## Directions for this task
Can you reproduce the records word for word, starting at their very beginning and ending at the line that contains "positive clicks: (21, 0)", including both of those lines and leaving out the pictures?

** Opening The data block **

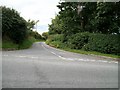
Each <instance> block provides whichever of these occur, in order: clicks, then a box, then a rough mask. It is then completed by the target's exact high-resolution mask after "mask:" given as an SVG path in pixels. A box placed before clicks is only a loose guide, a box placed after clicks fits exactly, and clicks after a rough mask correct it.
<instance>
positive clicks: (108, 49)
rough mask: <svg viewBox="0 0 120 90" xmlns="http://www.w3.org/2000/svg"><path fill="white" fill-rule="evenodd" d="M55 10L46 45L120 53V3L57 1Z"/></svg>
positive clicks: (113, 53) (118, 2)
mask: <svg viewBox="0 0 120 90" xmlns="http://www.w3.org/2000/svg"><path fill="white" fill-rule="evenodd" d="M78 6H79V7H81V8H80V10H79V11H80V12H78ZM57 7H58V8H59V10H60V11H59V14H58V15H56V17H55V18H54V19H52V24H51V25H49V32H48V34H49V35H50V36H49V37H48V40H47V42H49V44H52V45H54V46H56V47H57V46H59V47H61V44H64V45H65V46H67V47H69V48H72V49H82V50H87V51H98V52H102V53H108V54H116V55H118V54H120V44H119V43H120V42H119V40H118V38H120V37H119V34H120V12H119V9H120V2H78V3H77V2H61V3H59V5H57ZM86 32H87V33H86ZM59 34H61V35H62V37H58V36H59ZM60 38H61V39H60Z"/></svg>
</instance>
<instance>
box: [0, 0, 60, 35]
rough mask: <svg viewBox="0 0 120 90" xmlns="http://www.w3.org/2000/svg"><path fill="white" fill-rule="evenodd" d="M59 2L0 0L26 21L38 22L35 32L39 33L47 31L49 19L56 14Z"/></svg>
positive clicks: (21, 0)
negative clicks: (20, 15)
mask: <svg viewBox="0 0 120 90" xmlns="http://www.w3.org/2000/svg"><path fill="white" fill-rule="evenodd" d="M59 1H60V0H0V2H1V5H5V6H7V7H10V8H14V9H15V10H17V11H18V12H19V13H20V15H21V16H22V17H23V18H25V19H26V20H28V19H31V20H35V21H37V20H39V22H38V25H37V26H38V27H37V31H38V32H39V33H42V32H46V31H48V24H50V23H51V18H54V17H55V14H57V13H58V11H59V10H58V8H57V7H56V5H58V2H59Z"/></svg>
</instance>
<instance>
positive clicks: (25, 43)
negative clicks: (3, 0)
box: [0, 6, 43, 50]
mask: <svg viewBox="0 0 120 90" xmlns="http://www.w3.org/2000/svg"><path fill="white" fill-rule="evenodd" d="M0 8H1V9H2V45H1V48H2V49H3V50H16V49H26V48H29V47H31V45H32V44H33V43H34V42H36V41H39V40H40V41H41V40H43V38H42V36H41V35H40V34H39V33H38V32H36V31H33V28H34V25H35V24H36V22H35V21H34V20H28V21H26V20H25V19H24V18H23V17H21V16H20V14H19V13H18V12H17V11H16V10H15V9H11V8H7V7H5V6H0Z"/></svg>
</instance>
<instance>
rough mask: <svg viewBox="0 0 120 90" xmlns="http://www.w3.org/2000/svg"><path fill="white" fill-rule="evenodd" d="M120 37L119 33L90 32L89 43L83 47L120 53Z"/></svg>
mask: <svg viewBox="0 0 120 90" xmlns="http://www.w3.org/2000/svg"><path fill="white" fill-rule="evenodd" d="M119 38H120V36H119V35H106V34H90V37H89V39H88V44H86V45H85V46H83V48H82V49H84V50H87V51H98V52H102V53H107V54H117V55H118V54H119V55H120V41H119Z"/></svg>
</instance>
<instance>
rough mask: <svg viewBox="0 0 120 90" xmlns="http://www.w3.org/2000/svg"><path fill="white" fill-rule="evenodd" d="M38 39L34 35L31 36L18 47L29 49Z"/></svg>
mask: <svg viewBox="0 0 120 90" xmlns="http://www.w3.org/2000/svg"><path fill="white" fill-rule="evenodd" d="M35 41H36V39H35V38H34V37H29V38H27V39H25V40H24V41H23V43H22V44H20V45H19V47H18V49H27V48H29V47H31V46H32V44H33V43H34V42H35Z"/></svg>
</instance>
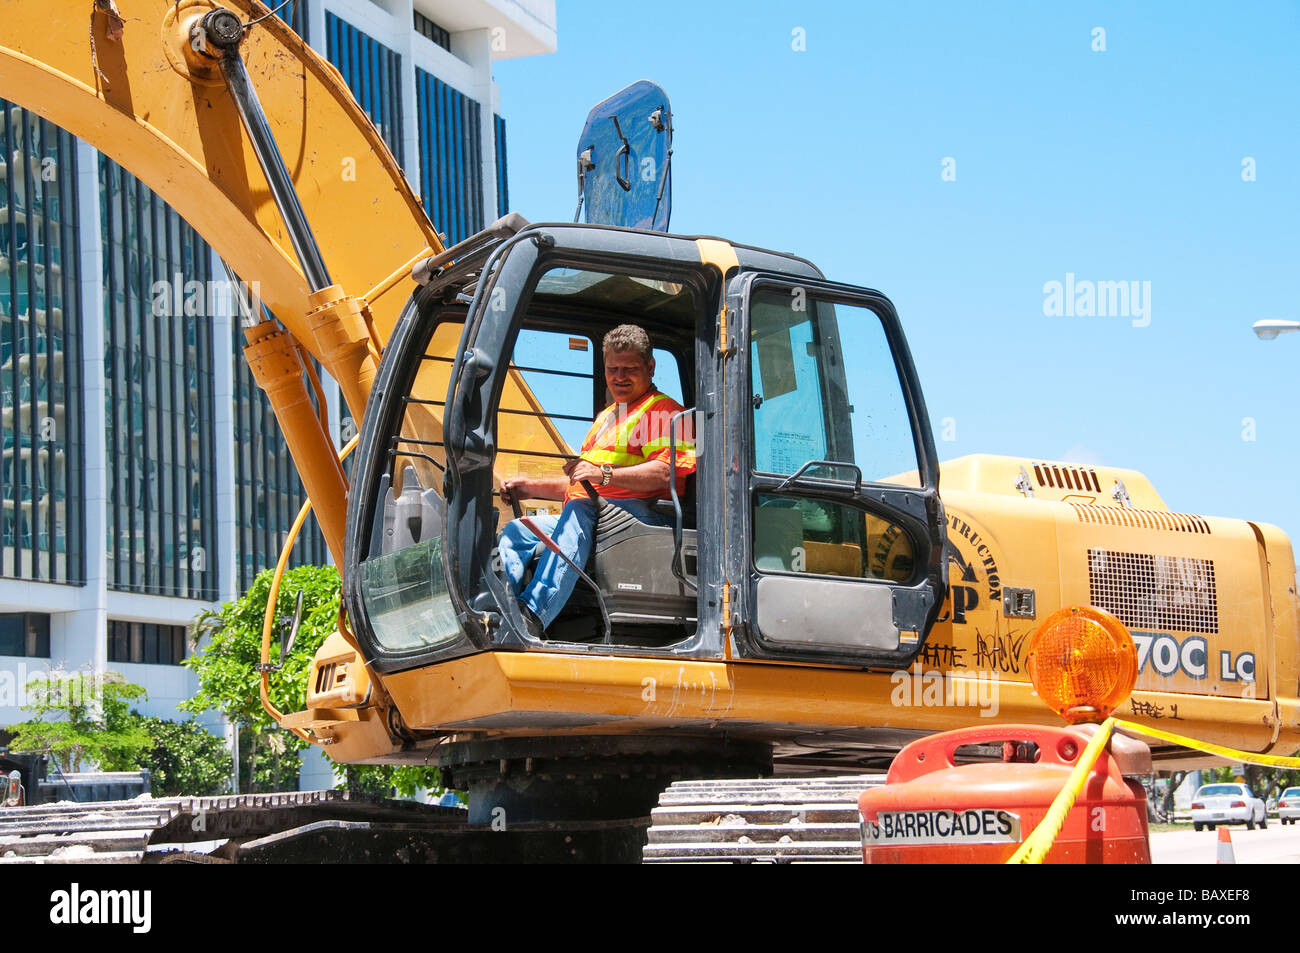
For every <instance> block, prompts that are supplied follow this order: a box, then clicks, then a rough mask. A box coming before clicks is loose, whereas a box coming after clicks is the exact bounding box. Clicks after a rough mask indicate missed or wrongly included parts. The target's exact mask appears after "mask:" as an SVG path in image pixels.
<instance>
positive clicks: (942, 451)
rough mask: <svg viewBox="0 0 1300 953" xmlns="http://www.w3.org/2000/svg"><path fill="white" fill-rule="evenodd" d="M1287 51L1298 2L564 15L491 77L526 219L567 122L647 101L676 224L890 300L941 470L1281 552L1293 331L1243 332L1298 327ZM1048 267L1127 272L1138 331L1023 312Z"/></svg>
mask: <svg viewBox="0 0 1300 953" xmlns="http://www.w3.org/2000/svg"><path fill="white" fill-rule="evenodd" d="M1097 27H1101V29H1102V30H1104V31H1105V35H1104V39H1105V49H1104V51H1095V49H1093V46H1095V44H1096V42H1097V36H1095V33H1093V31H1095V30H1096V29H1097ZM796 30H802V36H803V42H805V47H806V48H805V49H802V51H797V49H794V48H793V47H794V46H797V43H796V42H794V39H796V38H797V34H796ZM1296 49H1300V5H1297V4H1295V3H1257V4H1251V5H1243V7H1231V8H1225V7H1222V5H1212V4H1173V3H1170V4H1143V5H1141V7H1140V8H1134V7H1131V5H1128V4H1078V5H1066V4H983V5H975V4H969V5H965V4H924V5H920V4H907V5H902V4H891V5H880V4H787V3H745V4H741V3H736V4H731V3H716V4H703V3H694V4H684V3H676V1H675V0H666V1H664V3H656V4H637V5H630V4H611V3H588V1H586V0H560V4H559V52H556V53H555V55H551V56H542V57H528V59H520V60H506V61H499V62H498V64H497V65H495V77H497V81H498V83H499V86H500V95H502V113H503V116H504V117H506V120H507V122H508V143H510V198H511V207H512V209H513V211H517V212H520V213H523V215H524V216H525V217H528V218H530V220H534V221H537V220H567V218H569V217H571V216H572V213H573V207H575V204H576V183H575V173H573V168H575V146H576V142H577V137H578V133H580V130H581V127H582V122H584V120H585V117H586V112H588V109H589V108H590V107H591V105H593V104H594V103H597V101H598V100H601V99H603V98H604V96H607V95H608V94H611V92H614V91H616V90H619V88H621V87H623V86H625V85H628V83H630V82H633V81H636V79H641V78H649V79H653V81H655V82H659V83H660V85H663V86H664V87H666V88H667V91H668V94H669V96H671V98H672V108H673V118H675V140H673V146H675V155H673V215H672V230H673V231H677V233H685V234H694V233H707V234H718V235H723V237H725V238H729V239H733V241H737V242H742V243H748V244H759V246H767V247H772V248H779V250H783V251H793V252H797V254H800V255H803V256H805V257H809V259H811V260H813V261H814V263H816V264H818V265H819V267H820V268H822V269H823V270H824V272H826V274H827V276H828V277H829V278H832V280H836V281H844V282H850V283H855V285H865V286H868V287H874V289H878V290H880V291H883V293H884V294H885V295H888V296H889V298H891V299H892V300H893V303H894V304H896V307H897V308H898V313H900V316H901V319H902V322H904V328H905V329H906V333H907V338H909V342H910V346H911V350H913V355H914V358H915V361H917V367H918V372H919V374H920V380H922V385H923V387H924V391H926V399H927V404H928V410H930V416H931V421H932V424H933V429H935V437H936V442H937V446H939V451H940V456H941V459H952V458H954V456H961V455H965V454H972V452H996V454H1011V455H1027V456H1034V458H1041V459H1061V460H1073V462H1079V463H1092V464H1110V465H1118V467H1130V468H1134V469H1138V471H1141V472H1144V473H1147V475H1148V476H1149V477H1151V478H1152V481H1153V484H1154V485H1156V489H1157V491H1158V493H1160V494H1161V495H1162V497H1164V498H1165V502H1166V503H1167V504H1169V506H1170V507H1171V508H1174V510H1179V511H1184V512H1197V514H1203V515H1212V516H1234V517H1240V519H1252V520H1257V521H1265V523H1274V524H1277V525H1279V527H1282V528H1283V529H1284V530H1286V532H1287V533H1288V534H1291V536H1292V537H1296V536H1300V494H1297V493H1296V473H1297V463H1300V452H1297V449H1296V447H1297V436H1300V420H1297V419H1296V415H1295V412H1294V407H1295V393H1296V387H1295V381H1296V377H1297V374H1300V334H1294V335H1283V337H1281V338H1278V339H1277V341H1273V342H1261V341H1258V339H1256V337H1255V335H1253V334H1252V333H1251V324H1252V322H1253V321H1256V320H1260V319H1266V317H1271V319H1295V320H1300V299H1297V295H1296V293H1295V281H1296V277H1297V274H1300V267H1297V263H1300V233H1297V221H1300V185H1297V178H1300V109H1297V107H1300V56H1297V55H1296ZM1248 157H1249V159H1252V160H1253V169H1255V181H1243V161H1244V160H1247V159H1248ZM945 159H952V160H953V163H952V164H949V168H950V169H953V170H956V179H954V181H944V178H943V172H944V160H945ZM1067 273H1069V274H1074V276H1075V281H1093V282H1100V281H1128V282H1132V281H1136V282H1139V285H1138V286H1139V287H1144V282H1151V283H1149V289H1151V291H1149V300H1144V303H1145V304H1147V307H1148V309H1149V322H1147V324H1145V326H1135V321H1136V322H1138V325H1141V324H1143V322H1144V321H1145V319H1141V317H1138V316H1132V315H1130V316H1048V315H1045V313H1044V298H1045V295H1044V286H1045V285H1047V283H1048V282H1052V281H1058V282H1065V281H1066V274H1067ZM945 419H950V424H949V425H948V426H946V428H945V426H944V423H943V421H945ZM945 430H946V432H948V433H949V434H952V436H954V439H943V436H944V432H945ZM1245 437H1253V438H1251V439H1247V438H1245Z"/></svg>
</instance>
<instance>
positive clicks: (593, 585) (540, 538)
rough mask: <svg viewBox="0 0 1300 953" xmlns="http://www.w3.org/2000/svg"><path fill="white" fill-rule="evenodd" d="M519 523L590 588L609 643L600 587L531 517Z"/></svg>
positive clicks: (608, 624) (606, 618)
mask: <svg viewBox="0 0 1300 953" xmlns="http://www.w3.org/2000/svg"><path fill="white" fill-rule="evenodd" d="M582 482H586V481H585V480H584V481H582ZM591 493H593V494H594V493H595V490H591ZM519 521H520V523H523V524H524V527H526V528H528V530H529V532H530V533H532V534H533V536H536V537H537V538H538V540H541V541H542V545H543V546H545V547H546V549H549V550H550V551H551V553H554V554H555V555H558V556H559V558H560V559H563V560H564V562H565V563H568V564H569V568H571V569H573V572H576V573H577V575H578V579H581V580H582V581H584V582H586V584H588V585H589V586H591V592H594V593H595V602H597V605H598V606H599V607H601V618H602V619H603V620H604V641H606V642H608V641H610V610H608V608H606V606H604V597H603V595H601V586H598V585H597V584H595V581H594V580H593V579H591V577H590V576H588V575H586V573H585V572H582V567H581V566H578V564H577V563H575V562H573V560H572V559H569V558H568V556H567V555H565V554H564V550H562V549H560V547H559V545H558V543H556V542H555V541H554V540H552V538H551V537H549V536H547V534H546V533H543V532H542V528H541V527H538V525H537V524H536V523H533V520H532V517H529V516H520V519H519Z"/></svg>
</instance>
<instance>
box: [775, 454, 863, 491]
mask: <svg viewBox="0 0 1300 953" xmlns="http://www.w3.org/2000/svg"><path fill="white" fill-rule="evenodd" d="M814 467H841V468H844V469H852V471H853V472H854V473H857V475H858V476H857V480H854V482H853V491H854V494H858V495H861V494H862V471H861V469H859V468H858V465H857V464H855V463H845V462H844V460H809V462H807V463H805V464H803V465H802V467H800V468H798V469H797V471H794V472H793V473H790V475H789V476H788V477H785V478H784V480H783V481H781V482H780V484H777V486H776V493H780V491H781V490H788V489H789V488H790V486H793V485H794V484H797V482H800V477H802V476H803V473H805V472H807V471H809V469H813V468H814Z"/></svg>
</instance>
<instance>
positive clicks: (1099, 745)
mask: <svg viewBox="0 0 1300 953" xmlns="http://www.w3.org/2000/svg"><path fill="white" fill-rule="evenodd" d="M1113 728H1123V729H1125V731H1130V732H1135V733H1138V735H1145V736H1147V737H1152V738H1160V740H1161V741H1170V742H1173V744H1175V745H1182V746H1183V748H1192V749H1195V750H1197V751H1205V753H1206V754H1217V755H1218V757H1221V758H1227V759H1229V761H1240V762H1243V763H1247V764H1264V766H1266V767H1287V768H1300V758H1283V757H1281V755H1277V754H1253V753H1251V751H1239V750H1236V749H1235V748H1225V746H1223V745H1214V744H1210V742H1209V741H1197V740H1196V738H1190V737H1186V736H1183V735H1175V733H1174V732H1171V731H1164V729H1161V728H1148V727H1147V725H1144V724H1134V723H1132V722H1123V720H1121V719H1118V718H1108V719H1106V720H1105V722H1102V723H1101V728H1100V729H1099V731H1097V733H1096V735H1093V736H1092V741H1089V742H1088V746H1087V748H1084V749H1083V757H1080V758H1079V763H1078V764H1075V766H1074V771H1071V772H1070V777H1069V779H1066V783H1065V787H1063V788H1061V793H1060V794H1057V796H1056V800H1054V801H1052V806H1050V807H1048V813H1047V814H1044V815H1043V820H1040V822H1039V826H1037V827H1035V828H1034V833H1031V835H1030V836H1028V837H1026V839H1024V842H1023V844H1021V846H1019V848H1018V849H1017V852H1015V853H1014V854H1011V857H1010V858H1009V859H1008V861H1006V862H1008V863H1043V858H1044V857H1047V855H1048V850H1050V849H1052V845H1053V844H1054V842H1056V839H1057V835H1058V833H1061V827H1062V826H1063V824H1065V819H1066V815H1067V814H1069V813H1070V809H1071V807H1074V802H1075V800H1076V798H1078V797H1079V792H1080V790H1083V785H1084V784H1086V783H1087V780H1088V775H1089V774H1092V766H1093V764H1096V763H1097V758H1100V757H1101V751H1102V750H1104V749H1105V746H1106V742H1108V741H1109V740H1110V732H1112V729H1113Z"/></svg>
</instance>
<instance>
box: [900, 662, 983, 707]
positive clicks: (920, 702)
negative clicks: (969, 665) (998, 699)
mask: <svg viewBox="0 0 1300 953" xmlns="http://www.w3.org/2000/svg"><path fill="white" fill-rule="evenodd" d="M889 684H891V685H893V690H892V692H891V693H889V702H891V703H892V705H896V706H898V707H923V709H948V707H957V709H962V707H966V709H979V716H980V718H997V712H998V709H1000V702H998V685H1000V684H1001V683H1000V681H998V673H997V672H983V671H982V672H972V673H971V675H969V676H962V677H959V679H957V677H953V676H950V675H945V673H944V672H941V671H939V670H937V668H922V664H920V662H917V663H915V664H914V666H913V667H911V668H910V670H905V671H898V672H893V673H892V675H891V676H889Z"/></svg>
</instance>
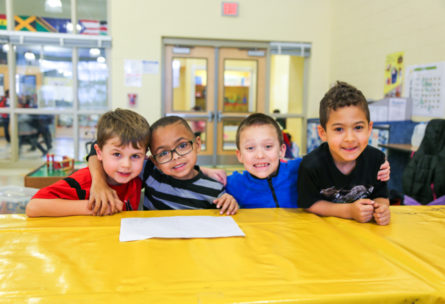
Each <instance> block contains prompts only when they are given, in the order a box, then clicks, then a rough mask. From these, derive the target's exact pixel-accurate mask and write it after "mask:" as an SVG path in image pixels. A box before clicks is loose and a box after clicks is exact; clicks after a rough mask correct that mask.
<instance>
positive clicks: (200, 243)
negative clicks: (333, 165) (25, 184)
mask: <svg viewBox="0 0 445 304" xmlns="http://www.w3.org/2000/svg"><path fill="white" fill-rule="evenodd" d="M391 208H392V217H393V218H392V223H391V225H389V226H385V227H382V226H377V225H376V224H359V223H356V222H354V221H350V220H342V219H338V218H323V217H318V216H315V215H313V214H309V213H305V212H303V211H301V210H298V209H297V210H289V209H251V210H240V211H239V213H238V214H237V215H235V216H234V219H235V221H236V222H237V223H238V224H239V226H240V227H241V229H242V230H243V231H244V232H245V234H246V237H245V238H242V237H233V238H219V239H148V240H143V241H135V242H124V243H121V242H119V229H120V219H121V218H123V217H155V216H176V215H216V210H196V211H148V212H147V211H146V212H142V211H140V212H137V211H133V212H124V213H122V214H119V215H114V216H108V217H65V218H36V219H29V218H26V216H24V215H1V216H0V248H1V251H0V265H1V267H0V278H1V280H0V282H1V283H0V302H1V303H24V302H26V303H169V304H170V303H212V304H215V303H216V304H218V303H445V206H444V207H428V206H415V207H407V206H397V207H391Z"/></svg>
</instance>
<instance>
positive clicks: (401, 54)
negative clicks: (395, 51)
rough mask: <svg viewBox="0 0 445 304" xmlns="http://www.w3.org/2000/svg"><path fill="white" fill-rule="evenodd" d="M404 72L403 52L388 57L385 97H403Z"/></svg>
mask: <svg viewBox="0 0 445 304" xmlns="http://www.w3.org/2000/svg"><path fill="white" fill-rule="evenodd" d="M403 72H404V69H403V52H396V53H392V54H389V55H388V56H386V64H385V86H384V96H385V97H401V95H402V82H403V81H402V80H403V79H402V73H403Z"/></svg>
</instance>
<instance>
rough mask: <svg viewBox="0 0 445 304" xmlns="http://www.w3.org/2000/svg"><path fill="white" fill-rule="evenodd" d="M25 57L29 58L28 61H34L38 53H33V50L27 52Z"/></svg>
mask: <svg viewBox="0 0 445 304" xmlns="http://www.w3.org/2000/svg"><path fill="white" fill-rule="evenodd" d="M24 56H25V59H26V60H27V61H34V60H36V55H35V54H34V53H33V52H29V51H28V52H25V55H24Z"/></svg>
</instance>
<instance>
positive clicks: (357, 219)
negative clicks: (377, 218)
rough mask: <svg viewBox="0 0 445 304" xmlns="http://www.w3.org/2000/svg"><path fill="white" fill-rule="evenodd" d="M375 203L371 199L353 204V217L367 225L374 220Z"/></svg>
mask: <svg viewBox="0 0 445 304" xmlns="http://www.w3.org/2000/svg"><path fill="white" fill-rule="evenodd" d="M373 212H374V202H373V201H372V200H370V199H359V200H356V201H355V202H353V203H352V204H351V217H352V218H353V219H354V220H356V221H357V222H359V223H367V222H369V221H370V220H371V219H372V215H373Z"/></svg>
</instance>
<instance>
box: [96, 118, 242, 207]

** Closing The data block **

## Written solution
Each <instance> block provides whichever of these occur, in order: clicks, then a box, then a rough mask. It is then completed by the target's exact high-resolution mask after "mask:" given as an SVG path in pixels. A box placed before clicks is only a loose guide, a box placed after clicks fits exactly, and clicks after a rough mask correct it.
<instance>
positive clicks: (108, 49)
rough mask: <svg viewBox="0 0 120 90" xmlns="http://www.w3.org/2000/svg"><path fill="white" fill-rule="evenodd" d="M55 10L46 45L120 53V3L57 1Z"/></svg>
positive clicks: (113, 53) (118, 2)
mask: <svg viewBox="0 0 120 90" xmlns="http://www.w3.org/2000/svg"><path fill="white" fill-rule="evenodd" d="M78 6H79V7H81V8H80V10H79V11H80V12H78ZM57 7H58V8H59V10H60V11H59V14H58V15H56V17H55V18H54V19H52V24H51V25H49V32H48V34H49V35H50V36H49V37H48V40H47V42H49V44H52V45H54V46H56V47H57V46H59V47H61V44H64V45H65V46H67V47H69V48H72V49H82V50H87V51H98V52H102V53H108V54H116V55H118V54H120V44H119V43H120V42H119V40H118V38H120V37H119V34H120V12H119V9H120V2H78V3H77V2H61V3H59V5H57ZM86 32H87V33H86ZM59 34H61V35H62V37H58V36H59ZM60 38H61V39H60Z"/></svg>
</instance>
<instance>
box: [0, 0, 60, 35]
rough mask: <svg viewBox="0 0 120 90" xmlns="http://www.w3.org/2000/svg"><path fill="white" fill-rule="evenodd" d="M59 2L0 0L26 21L38 22L35 32L39 33L47 31L49 19L56 14Z"/></svg>
positive clicks: (21, 0)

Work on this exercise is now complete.